Material to process =
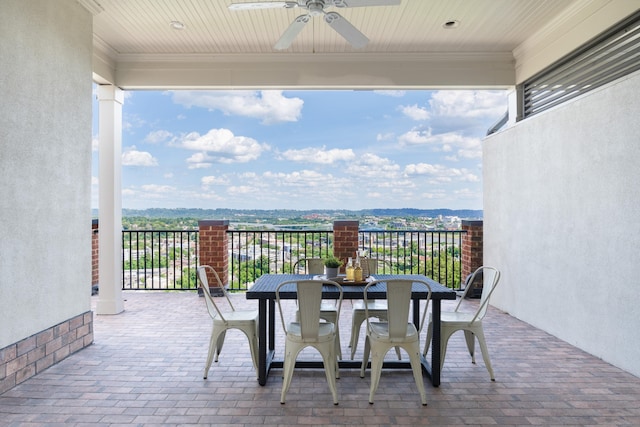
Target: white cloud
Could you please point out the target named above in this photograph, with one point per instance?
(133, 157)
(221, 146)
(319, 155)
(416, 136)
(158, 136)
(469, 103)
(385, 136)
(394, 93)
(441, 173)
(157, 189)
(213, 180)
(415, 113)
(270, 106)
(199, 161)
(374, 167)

---

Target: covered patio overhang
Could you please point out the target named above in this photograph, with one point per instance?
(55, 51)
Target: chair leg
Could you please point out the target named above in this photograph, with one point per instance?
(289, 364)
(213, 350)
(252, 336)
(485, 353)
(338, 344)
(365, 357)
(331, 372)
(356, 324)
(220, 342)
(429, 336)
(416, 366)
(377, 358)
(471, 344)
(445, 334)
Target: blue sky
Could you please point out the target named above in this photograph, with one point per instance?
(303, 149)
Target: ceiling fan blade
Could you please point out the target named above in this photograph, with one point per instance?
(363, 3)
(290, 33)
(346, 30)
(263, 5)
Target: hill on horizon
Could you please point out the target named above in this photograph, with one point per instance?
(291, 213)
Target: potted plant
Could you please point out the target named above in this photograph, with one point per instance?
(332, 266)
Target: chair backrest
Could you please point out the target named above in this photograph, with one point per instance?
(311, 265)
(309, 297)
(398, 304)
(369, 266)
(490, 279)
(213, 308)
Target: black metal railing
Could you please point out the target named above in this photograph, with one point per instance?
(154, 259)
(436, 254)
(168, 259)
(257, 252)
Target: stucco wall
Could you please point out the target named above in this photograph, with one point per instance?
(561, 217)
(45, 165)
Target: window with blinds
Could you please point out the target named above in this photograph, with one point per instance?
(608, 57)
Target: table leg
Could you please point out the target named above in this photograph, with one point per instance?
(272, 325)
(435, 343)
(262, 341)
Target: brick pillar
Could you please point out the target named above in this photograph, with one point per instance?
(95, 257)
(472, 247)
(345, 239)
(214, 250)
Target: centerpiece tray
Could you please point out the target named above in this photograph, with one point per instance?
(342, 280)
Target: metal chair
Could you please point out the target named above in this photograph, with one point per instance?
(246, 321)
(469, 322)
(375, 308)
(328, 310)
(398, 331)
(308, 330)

What is expected = Look above for the line containing "Target: black metal railing" and the line containing "Target: window with blinds". Transcribe both, with the lines between them, exactly.

Result for this exercise =
Target: black metal railing
Could you please point out the target named above in this photograph, with one point per instance?
(154, 259)
(436, 254)
(168, 259)
(257, 252)
Target: stucco wall
Could you please point out the target named above in this photograph, with one point per instance?
(561, 217)
(45, 165)
Target: window with blinds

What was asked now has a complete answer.